Entries provided below:

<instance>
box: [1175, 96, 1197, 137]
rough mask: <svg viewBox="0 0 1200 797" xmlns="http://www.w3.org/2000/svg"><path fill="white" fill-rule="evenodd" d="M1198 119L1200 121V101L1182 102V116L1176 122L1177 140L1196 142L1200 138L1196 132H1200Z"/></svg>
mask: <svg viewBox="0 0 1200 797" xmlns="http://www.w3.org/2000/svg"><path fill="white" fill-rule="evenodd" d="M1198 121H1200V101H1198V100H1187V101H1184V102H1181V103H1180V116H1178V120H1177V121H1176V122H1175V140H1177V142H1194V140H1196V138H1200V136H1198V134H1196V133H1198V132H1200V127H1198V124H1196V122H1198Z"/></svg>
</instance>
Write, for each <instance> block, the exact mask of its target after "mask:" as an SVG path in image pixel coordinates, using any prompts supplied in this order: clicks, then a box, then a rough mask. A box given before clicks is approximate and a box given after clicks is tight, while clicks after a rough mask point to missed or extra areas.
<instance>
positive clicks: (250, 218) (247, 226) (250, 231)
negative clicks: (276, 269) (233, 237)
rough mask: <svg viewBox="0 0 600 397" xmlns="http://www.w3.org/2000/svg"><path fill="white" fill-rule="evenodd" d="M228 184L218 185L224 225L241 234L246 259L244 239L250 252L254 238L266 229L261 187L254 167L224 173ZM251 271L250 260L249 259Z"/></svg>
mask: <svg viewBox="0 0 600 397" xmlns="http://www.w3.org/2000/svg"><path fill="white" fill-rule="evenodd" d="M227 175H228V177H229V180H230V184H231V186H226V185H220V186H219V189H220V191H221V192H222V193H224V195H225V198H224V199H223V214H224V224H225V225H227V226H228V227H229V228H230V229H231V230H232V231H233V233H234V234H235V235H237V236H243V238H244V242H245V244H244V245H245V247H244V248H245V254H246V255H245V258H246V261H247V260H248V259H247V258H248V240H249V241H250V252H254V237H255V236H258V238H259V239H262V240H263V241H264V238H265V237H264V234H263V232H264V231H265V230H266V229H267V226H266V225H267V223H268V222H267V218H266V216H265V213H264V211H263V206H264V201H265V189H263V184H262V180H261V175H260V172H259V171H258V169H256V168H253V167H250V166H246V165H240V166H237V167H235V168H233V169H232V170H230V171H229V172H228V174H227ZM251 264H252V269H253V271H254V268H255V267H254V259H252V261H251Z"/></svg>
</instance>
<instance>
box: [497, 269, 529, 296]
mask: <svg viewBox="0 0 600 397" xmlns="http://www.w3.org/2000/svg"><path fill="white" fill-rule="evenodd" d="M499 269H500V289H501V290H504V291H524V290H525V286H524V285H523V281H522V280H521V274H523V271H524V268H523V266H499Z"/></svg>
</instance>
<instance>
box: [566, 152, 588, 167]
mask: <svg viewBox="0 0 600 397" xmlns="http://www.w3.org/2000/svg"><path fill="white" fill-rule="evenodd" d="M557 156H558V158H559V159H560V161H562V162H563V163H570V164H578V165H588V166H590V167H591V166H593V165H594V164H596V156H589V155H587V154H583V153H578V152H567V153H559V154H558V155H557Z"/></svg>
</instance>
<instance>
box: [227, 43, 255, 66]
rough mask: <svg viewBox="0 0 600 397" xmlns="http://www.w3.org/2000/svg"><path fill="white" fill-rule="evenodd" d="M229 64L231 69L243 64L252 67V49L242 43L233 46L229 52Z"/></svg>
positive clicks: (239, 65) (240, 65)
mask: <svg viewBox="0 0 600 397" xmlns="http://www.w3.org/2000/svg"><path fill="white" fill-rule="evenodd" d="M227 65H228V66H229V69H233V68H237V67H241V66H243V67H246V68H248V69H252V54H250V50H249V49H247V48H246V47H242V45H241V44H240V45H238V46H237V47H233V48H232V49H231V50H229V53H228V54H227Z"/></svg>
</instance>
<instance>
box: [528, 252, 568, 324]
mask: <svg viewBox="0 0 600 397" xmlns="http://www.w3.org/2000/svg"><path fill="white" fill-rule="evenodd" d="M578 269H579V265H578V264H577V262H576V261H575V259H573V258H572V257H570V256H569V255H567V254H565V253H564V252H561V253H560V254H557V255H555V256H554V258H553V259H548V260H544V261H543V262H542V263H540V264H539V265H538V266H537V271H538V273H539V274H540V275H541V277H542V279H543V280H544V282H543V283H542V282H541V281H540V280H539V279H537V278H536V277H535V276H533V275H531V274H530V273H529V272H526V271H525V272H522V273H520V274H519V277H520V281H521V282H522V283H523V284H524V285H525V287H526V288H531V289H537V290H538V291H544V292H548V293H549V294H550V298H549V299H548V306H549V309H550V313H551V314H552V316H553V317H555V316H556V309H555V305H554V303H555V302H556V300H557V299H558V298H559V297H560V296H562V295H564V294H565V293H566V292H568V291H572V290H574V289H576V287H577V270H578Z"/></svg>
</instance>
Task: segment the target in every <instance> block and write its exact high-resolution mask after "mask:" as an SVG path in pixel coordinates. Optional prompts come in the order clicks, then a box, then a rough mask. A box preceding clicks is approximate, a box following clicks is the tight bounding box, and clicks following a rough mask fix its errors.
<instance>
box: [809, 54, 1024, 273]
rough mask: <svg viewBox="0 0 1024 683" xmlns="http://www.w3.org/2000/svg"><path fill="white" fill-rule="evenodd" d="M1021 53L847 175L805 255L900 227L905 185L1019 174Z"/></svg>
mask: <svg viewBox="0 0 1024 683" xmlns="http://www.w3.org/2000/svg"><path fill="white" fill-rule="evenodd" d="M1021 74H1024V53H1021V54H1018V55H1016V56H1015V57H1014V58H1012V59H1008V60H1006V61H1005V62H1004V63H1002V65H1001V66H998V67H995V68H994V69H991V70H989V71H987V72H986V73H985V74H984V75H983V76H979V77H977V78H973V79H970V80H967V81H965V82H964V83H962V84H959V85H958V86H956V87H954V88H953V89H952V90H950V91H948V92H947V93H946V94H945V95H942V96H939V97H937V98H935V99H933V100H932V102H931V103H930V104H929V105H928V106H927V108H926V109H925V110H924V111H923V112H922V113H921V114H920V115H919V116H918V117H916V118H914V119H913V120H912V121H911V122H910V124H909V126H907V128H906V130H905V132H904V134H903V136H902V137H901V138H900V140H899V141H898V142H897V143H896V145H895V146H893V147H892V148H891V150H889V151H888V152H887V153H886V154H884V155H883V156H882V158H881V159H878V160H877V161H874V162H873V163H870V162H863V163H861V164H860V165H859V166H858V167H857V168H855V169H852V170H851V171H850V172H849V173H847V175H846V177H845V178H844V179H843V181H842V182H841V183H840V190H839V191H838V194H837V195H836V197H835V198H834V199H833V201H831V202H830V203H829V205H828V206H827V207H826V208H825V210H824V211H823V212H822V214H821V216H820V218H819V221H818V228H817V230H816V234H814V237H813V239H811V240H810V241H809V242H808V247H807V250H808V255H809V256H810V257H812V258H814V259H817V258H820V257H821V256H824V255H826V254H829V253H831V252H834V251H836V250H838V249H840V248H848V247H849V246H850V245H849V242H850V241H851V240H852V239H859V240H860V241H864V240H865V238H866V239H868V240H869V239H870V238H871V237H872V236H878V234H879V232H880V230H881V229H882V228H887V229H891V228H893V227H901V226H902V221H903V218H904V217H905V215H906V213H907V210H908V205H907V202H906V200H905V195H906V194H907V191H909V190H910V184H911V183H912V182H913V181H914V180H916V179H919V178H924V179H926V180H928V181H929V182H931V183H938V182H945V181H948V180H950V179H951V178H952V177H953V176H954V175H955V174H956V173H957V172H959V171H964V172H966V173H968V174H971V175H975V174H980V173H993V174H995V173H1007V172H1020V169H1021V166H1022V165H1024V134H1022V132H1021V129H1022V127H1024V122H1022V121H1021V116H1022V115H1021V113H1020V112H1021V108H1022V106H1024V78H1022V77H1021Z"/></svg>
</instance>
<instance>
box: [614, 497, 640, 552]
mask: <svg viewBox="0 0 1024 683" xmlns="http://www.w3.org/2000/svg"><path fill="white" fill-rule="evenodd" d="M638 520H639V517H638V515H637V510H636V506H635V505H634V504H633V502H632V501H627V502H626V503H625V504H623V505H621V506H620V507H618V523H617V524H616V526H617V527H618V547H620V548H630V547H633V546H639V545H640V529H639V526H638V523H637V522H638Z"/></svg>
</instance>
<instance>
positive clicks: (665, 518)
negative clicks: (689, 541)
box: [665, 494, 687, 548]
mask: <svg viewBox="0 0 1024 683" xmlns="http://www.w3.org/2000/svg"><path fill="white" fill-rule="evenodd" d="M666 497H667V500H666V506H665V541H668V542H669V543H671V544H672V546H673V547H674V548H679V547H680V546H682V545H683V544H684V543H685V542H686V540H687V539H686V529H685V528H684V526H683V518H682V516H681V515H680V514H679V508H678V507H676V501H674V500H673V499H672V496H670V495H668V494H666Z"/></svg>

End of Entries provided.

Nothing should appear in the output except the lines from the one with "positive clicks: (665, 518)" through the end of the records above, copied exactly.

Answer area:
positive clicks: (665, 518)
negative clicks: (689, 541)
box: [665, 494, 687, 548]
mask: <svg viewBox="0 0 1024 683" xmlns="http://www.w3.org/2000/svg"><path fill="white" fill-rule="evenodd" d="M666 497H667V500H666V506H665V541H668V542H669V543H671V544H672V546H673V547H674V548H679V547H680V546H682V545H683V544H684V543H685V542H686V540H687V539H686V529H685V528H684V526H683V518H682V516H681V515H680V514H679V508H678V507H676V501H674V500H673V499H672V496H670V495H668V494H666Z"/></svg>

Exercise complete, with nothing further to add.